> What is expected:
All lines from the one containing "Query: player crouching" through the end of the entries below should appear in the answer exactly, with no others.

(Exercise data begins)

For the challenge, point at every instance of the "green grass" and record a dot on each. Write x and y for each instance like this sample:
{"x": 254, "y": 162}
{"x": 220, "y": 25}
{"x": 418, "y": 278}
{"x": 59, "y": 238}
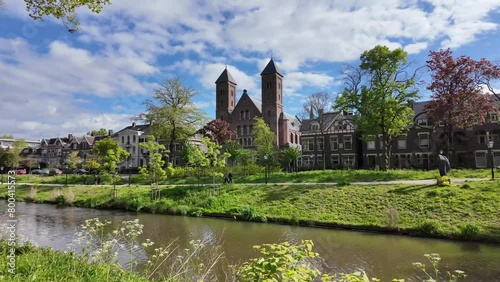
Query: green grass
{"x": 183, "y": 176}
{"x": 470, "y": 211}
{"x": 44, "y": 264}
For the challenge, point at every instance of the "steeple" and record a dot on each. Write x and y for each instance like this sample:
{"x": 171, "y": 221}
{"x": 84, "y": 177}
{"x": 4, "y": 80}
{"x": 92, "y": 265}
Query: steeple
{"x": 225, "y": 76}
{"x": 271, "y": 68}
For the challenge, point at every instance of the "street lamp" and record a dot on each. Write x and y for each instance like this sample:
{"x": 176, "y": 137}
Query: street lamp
{"x": 129, "y": 173}
{"x": 490, "y": 146}
{"x": 265, "y": 168}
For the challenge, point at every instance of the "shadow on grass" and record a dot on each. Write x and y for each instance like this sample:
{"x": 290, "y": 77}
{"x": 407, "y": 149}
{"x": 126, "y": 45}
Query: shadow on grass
{"x": 410, "y": 189}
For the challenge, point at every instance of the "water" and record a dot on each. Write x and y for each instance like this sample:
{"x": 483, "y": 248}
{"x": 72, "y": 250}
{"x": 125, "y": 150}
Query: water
{"x": 380, "y": 255}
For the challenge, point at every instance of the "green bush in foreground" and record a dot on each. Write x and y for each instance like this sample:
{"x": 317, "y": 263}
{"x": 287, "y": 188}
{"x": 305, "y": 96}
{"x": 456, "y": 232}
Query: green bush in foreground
{"x": 100, "y": 245}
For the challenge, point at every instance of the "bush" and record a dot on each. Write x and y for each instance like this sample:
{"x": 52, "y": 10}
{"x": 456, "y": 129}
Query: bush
{"x": 469, "y": 231}
{"x": 428, "y": 227}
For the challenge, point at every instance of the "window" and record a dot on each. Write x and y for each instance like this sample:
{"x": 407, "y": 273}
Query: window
{"x": 334, "y": 143}
{"x": 319, "y": 143}
{"x": 402, "y": 141}
{"x": 370, "y": 142}
{"x": 481, "y": 159}
{"x": 308, "y": 144}
{"x": 422, "y": 121}
{"x": 423, "y": 140}
{"x": 347, "y": 142}
{"x": 348, "y": 161}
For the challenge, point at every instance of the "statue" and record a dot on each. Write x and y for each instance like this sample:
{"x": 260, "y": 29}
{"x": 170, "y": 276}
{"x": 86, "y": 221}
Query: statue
{"x": 443, "y": 164}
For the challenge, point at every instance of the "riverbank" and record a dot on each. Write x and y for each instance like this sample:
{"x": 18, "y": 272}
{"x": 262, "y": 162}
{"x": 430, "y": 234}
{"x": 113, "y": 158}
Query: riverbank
{"x": 468, "y": 212}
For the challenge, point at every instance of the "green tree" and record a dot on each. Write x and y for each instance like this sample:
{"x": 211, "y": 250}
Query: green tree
{"x": 216, "y": 159}
{"x": 99, "y": 132}
{"x": 17, "y": 148}
{"x": 110, "y": 155}
{"x": 154, "y": 170}
{"x": 290, "y": 156}
{"x": 73, "y": 160}
{"x": 380, "y": 92}
{"x": 172, "y": 112}
{"x": 62, "y": 9}
{"x": 265, "y": 140}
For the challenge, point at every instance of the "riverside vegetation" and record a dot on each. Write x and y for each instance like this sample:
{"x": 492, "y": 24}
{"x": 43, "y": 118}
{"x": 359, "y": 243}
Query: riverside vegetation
{"x": 99, "y": 245}
{"x": 469, "y": 211}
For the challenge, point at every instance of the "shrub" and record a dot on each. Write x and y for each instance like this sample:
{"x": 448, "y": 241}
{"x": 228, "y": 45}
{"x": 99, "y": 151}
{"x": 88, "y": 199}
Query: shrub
{"x": 469, "y": 231}
{"x": 428, "y": 227}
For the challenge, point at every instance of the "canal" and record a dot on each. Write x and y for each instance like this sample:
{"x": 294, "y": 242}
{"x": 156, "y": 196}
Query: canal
{"x": 380, "y": 255}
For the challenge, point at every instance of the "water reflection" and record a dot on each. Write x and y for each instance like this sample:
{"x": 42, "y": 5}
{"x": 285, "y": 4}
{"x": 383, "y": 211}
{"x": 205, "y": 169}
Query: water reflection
{"x": 382, "y": 256}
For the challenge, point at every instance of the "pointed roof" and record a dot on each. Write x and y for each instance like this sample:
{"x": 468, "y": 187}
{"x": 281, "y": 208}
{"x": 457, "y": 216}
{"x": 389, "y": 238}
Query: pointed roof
{"x": 271, "y": 68}
{"x": 225, "y": 77}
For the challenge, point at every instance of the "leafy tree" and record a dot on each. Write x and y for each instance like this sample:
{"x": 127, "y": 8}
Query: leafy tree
{"x": 110, "y": 155}
{"x": 216, "y": 159}
{"x": 265, "y": 140}
{"x": 62, "y": 9}
{"x": 457, "y": 86}
{"x": 73, "y": 160}
{"x": 381, "y": 92}
{"x": 217, "y": 131}
{"x": 290, "y": 156}
{"x": 17, "y": 147}
{"x": 154, "y": 170}
{"x": 313, "y": 109}
{"x": 172, "y": 112}
{"x": 99, "y": 132}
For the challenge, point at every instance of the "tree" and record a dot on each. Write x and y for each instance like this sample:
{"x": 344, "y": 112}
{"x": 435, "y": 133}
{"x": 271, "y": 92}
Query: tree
{"x": 62, "y": 9}
{"x": 154, "y": 170}
{"x": 17, "y": 147}
{"x": 110, "y": 155}
{"x": 73, "y": 160}
{"x": 290, "y": 156}
{"x": 458, "y": 98}
{"x": 313, "y": 109}
{"x": 99, "y": 132}
{"x": 172, "y": 112}
{"x": 265, "y": 141}
{"x": 381, "y": 93}
{"x": 217, "y": 131}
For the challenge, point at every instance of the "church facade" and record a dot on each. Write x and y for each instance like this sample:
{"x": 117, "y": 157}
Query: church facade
{"x": 240, "y": 114}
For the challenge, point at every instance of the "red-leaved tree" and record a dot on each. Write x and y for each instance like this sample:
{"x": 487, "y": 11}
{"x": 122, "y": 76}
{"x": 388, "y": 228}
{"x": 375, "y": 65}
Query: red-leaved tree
{"x": 217, "y": 131}
{"x": 459, "y": 92}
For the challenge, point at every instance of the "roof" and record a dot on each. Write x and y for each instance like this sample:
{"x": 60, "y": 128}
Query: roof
{"x": 327, "y": 119}
{"x": 271, "y": 68}
{"x": 225, "y": 76}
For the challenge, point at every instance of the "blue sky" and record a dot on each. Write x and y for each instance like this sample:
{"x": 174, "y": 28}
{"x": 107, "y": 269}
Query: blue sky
{"x": 53, "y": 82}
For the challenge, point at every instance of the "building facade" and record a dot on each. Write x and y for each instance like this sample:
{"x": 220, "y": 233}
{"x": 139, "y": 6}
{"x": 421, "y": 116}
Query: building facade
{"x": 240, "y": 114}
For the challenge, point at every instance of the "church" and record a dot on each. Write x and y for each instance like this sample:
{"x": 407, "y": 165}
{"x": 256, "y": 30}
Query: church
{"x": 240, "y": 115}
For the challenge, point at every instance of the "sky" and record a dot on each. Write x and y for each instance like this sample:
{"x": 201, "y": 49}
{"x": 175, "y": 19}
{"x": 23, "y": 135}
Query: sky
{"x": 54, "y": 83}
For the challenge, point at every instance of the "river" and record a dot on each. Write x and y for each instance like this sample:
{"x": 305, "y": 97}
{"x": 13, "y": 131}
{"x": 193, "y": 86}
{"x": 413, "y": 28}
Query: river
{"x": 380, "y": 255}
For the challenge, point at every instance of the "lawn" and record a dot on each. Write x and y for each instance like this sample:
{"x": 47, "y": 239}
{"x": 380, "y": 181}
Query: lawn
{"x": 470, "y": 211}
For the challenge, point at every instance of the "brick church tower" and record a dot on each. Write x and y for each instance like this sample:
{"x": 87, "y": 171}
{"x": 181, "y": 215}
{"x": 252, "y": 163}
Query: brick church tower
{"x": 225, "y": 95}
{"x": 272, "y": 97}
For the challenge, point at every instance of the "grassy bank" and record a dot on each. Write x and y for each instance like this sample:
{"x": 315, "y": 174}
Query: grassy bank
{"x": 188, "y": 176}
{"x": 470, "y": 211}
{"x": 44, "y": 264}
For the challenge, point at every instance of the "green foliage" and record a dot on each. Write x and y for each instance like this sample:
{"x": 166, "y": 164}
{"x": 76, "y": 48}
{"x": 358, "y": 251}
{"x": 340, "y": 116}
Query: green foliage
{"x": 154, "y": 169}
{"x": 381, "y": 92}
{"x": 469, "y": 231}
{"x": 110, "y": 154}
{"x": 65, "y": 10}
{"x": 280, "y": 262}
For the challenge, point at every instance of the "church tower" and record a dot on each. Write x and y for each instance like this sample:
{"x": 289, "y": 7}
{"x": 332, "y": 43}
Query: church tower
{"x": 272, "y": 96}
{"x": 225, "y": 95}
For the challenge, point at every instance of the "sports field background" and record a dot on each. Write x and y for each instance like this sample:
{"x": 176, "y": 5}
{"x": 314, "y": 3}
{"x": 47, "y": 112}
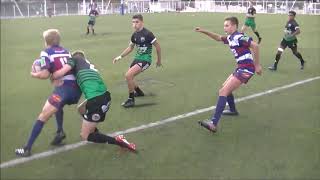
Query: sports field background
{"x": 275, "y": 136}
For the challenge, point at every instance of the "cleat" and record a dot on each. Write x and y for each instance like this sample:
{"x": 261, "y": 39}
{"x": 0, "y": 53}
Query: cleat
{"x": 128, "y": 103}
{"x": 208, "y": 124}
{"x": 124, "y": 143}
{"x": 136, "y": 94}
{"x": 230, "y": 113}
{"x": 58, "y": 138}
{"x": 272, "y": 68}
{"x": 23, "y": 152}
{"x": 302, "y": 65}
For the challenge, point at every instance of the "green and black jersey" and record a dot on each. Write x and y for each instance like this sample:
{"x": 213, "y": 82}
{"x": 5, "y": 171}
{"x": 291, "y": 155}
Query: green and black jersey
{"x": 143, "y": 40}
{"x": 88, "y": 78}
{"x": 251, "y": 13}
{"x": 290, "y": 28}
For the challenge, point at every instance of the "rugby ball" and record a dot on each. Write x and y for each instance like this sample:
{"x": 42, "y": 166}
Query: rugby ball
{"x": 36, "y": 66}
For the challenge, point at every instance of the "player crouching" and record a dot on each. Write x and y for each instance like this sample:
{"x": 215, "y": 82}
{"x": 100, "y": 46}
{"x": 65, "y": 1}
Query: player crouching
{"x": 97, "y": 103}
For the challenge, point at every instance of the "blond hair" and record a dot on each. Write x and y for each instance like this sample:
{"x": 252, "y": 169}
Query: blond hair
{"x": 78, "y": 53}
{"x": 51, "y": 37}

(Exercise data ends)

> Completed task:
Query: player crouching
{"x": 97, "y": 103}
For the challenge, point at every instance of the "blond hair" and record a dot on each. Write x and y for each instance like this sample:
{"x": 252, "y": 169}
Query: blond hair
{"x": 78, "y": 53}
{"x": 51, "y": 37}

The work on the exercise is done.